** 作業指示 **
公判前整理手続の証拠開示についての文章から、「で,まずはここで「検察官請求」を含む箇所を起点とし、「開示請求することができます。」で終わる範囲を、一字も変えずに返してください。

** 表示テキスト **
********
司法試験予備校講師(弁護士)のブログです。

公判前整理手続における証拠開示

2011-01-06 | 刑訴法的内容
今日は,この内容で少し。ややこしいところです,証拠開示。特に断らずに条文を示した場合は,刑訴法を指します。

まず,従来(注:現在においても公判前整理手続に付さない場合を含む)はどうであったか,という点から。従来は,299条での証拠開示が主でした。この条文,よく読んでください。検察官の手持ち証拠のすべての開示ができたわけではありません。取調請求をしたもののみです。しかし,取調請求がされない証拠にこそ,弁護側に有利な証拠があるものです。そういう場合の証拠開示ですが,検察官が任意に開示してくれればいいのですが,そうでなければ裁判所の訴訟指揮権の発動として,証拠開示命令を出してもらいます。これは,有名な判例があるので,ご存じでしょう。時期としては,証拠調べの段階に入った後です。弁護人が,証拠開示命令を出すことを「お願い」し,それが認められなくても,単に職権発動を促す行為が入れられなかっただけなので,異議を申し立てることはできません(訴訟法上,特段の意味を持たない事実行為が入れられなかっただけであるから)。弁護人としては,公判活動の準備がしにくかったわけです。反対尋問をしようにも,なかなかターゲットを決められない,そうした不都合がありました。

そこで,平成16年改正です。公判前整理手続の創設です(316の2以下。なお,全ての事件が公判前整理手続に付されるわけではない。ただし,裁判員裁判は必ず公判前整理手続に付される点は,裁判員法49参照)。公判前整理手続は,なかなかイメージしにくいでしょうから,流れを追って説明します。公判前整理手続の目的等は,条文を見て確認してください(そんなにびっくりすることは書かれていません)。

当該事件が,決定で公判前整理手続に付されると(316の2Ⅰ),まずは検察官が証明予定事実記載書面をを提出し,それを証明するために必要な証拠調べ請求をします(316の13)。証明予定事実とは,起訴状の公訴事実をより詳細にしたようなものです。「Aは,どんな動機で,いつ,どこで,どんな方法で,Vを殺害した」という事件のストーリーを記載したものです。そんなに数を見ていないのですが,A4判で3~5枚くらいのものでしょうか。それを立証するために必要な証拠書類(KS・PS・実況見分調書等),証拠物,証人尋問の請求をします。

で,まずはここで「検察官請求証拠の開示」があります(316の14)。基本的には,従来の299条と同じですが,第1回公判期日前とかなり早い段階での開示でること,また,弁護人は「謄写」できることなどの相違があります(299は「閲覧」のみ)。

弁護人は,被告人と接見して聞いた話,あるいは,検察官請求証拠として開示された証拠を参考に,「類型証拠の開示」を請求します(316の15)。この316の15は非常に重要ですから,一度は目を通してください。検察官請求証拠の証明力を判断するための一定類型の証拠の開示請求ができるんですね。証拠物や,検証調書,証人尋問を請求した者の供述録取書などを開示請求することができます。

で,弁護人は,この類型証拠の開示を受け,被告人の話や検察官請求証拠を参考に,検察官請求証拠に対する意見を述べます。どの証拠に同意する,あるいは,同意しない,というやつですね(316の16)。
********
** 保存データ **
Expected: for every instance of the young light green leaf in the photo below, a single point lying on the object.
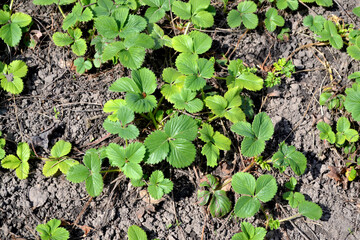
********
** 回答 **
で,まずはここで「検察官請求証拠の開示」があります(316の14)。基本的には,従来の299条と同じですが,第1回公判期日前とかなり早い段階での開示でること,また,弁護人は「謄写」できることなどの相違があります(299は「閲覧」のみ)。

弁護人は,被告人と接見して聞いた話,あるいは,検察官請求証拠として開示された証拠を参考に,「類型証拠の開示」を請求します(316の15)。この316の15は非常に重要ですから,一度は目を通してください。検察官請求証拠の証明力を判断するための一定類型の証拠の開示請求ができるんですね。証拠物や,検証調書,証人尋問を請求した者の供述録取書などを開示請求することができます。